**WHAT TO WORK ON**
The listing is to be transcribed in full, with its images left out.

INFORMATION PROVIDED section start

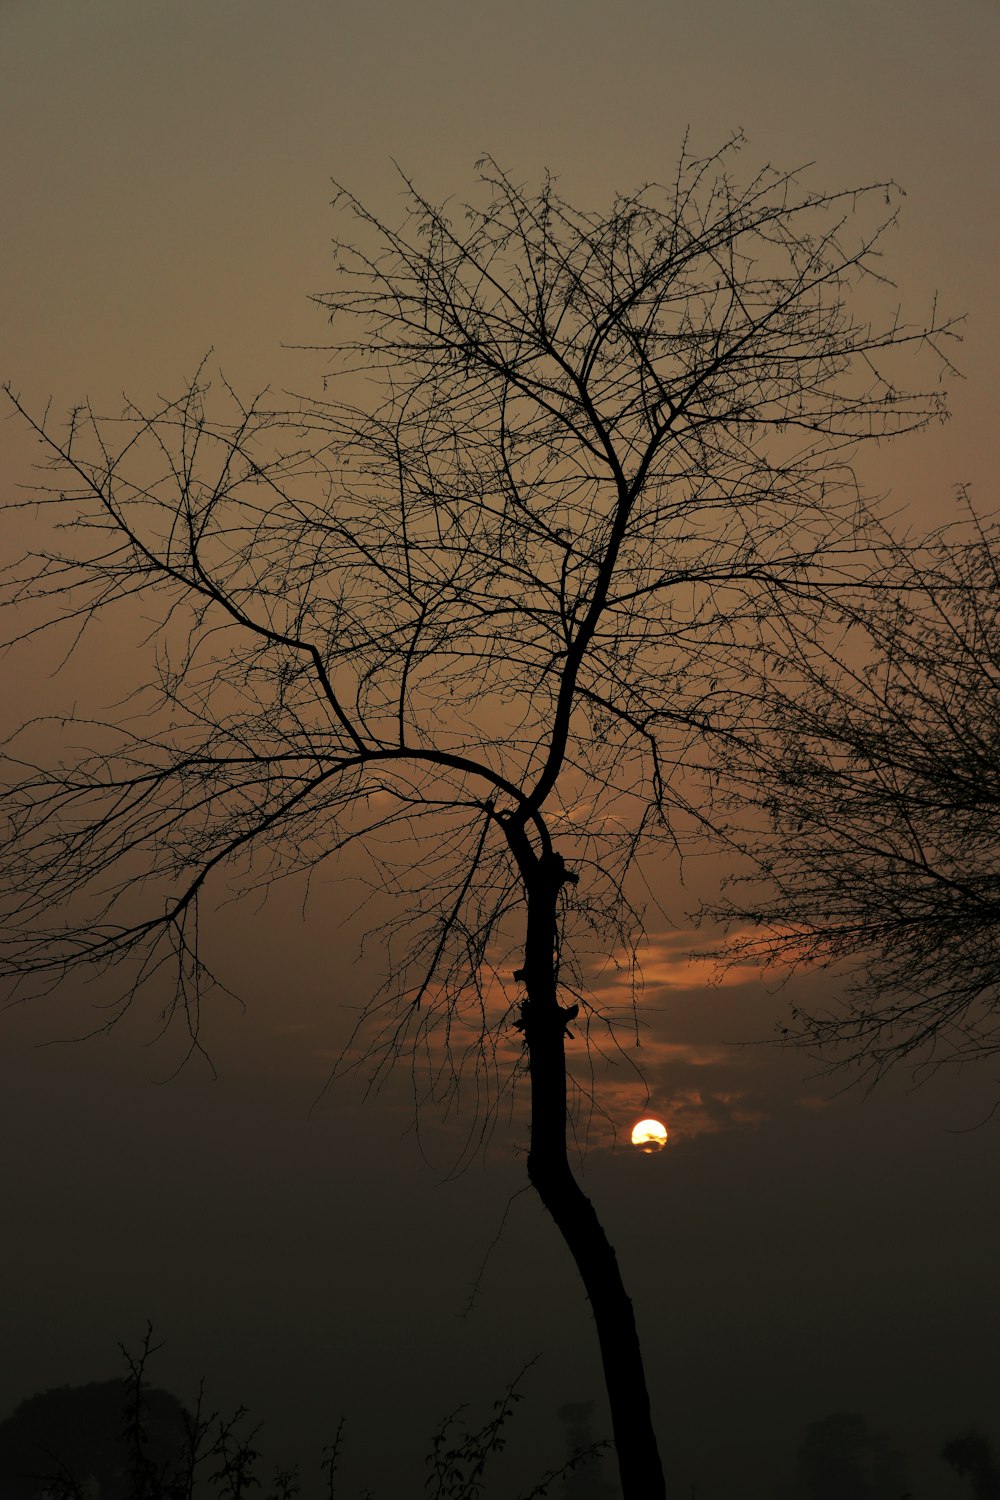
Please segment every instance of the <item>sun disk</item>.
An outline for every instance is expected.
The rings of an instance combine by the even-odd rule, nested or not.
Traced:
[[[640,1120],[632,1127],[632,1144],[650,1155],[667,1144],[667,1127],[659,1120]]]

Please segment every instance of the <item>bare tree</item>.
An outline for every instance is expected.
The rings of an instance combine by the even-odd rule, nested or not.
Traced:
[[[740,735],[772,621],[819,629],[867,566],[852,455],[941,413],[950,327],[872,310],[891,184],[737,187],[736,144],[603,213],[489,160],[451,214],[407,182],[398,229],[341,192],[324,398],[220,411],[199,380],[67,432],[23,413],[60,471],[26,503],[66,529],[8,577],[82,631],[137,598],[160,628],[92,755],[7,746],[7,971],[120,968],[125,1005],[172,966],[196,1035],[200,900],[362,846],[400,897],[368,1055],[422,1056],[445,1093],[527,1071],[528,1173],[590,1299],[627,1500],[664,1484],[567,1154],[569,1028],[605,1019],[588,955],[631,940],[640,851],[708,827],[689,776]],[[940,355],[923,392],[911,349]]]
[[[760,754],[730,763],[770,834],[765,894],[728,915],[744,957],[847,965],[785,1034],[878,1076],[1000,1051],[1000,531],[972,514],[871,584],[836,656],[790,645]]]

INFORMATION PROVIDED section end

**EXERCISE RESULT**
Please segment every instance of the <item>sun disk</item>.
An outline for every instance is expected.
The rings of an instance combine by the even-odd rule, nested or not.
Traced:
[[[640,1120],[632,1127],[632,1144],[650,1155],[667,1144],[667,1127],[659,1120]]]

Please segment every instance of the <item>bare tree</item>.
An outline for every instance is expected.
The rings of an instance combine by the even-odd rule, nested or not.
Traced:
[[[740,735],[772,621],[819,629],[867,566],[852,455],[941,413],[950,327],[872,310],[891,184],[737,187],[736,144],[603,213],[489,160],[451,214],[407,182],[398,229],[341,192],[324,398],[220,411],[199,380],[67,432],[23,413],[60,471],[26,503],[66,529],[8,577],[82,631],[137,598],[160,628],[92,755],[7,746],[7,971],[120,968],[125,1005],[172,966],[196,1035],[200,900],[362,846],[400,897],[368,1055],[422,1056],[445,1093],[527,1071],[528,1173],[590,1299],[627,1500],[664,1484],[567,1154],[569,1028],[605,1019],[588,955],[631,940],[640,851],[708,827],[689,776]],[[940,355],[923,392],[911,349]]]
[[[760,754],[730,763],[770,834],[765,894],[728,915],[744,957],[847,965],[785,1034],[878,1076],[1000,1051],[1000,531],[972,514],[871,584],[836,656],[790,645]]]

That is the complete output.